* EXERCISE: Rewrite all the records below with "even-odd rule" switched to "nonzero winding rule" everywhere it occurs, leaving everything else unchanged.

-------- DATA SUPPLIED

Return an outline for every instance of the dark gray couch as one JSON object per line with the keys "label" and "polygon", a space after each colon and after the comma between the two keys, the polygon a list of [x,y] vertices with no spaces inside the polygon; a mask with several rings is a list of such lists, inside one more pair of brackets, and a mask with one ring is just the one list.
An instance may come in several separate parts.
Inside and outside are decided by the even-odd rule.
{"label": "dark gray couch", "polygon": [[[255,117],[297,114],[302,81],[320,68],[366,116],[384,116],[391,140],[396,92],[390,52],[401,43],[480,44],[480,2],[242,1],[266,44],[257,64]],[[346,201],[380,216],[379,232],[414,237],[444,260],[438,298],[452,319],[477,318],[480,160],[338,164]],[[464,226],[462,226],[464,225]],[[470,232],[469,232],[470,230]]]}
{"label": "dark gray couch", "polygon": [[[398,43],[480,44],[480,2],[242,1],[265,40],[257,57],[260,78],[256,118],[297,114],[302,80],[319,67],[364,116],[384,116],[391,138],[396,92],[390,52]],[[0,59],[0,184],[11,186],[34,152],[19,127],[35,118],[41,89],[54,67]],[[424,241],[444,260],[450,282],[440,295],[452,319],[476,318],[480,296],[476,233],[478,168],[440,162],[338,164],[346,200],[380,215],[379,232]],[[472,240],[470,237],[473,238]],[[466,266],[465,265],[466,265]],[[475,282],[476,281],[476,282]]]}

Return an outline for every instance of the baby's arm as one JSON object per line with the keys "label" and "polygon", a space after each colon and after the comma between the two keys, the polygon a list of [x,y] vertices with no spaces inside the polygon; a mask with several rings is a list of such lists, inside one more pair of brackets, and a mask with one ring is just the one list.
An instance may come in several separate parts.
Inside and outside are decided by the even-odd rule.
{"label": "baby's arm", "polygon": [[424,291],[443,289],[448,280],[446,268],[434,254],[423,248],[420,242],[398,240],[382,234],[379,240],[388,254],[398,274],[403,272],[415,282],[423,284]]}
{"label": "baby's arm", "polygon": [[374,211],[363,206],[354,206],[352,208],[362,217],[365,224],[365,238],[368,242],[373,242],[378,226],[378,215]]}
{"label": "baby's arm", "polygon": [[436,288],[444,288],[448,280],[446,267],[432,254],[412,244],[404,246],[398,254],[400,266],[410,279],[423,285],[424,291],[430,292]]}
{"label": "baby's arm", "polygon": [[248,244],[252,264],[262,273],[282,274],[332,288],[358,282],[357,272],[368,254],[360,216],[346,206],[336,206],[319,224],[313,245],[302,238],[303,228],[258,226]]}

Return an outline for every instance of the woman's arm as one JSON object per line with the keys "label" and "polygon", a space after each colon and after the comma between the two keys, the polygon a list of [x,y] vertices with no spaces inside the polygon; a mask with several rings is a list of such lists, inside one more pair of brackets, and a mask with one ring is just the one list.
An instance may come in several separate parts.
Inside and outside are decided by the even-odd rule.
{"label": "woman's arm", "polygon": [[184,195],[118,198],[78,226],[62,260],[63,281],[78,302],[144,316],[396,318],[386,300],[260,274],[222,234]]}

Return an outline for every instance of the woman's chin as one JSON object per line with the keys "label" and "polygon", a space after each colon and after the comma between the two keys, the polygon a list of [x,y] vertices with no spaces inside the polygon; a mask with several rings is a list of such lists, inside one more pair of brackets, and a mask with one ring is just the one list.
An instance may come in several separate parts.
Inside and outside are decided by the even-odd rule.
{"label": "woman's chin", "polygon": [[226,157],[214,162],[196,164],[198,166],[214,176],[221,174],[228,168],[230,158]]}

----------------

* EXERCISE RESULT:
Return an outline for every instance of the dark gray couch as one JSON object per line with the keys "label" and "polygon", a space after each colon and after the comma between the two keys, the polygon a list of [x,y] vertices with no spaces inside the polygon; a mask with several rings is a list of such lists, inside one more pair of brackets, and a mask with one ring is just the one list.
An instance may come in several separate parts.
Inside and outside are decided by the nonzero winding rule.
{"label": "dark gray couch", "polygon": [[[255,117],[297,114],[302,81],[320,68],[366,116],[384,116],[391,140],[396,92],[390,52],[401,43],[480,44],[480,2],[242,1],[266,44],[257,64]],[[346,201],[380,216],[379,232],[414,237],[444,260],[438,298],[452,319],[477,318],[480,160],[338,164]],[[464,226],[462,226],[464,225]],[[470,232],[469,232],[470,230]]]}
{"label": "dark gray couch", "polygon": [[[398,43],[480,44],[480,2],[242,1],[265,40],[257,57],[260,78],[256,118],[297,114],[302,80],[319,67],[364,116],[384,116],[391,138],[396,92],[390,52]],[[0,59],[0,184],[11,186],[34,152],[19,127],[35,118],[41,89],[54,67]],[[424,241],[444,260],[450,282],[440,295],[452,319],[476,318],[480,296],[476,233],[478,168],[440,162],[338,164],[346,200],[380,215],[379,232]],[[472,240],[470,237],[473,238]],[[466,266],[465,265],[466,265]],[[475,282],[476,281],[476,282]]]}

Return an outline for every instance of the baby's arm as one JSON object per line with the keys "label" and "polygon", a space after each colon and after the comma between the two keys, the polygon a list of [x,y] vertices with no spaces inside the polygon; a mask with several rings is a list of such lists, inside one more pair of brackets, and a mask with one ring is just the one list.
An instance may come in several separate parts.
Inside and outside are decided by the nonzero winding rule.
{"label": "baby's arm", "polygon": [[424,291],[443,289],[448,280],[446,268],[434,254],[423,248],[420,242],[398,240],[382,234],[379,240],[388,254],[398,274],[403,272],[415,282],[423,284]]}
{"label": "baby's arm", "polygon": [[374,211],[363,206],[354,206],[352,208],[362,217],[365,224],[365,238],[368,242],[373,242],[378,226],[378,215]]}
{"label": "baby's arm", "polygon": [[436,288],[444,288],[448,280],[446,267],[432,254],[412,244],[404,246],[398,254],[400,266],[410,279],[423,285],[424,291],[430,292]]}
{"label": "baby's arm", "polygon": [[248,244],[252,264],[262,273],[282,274],[332,288],[358,282],[357,272],[368,254],[360,216],[346,206],[336,206],[319,224],[313,245],[302,238],[303,228],[258,226]]}

Return an outline for every instance of the woman's arm as one JSON object per line with the keys "label" and "polygon", a space after each colon and after the comma between the two keys, the polygon a list of [x,y] vertices with no spaces inside the polygon; a mask with several rings is a list of such lists, inside one more pair of brackets, and a mask with one ring is just the one list.
An instance may come in several separate parts.
Inside and outside are decided by the nonzero winding rule.
{"label": "woman's arm", "polygon": [[184,195],[118,198],[78,226],[62,260],[63,281],[78,302],[144,316],[396,318],[386,300],[260,274],[222,234]]}

Return an outline for every instance of the woman's chin as one JSON object per line with the keys "label" and "polygon", a space after each colon and after the comma between the two keys, the polygon a list of [x,y] vertices with no spaces inside the polygon; a mask with several rings is a list of such lists, inside one more pair of brackets, and a mask with one ring is just the one list.
An instance may come in several separate parts.
Inside and outside are decided by the nonzero winding rule.
{"label": "woman's chin", "polygon": [[226,157],[214,162],[196,164],[198,166],[214,176],[221,174],[228,168],[230,158]]}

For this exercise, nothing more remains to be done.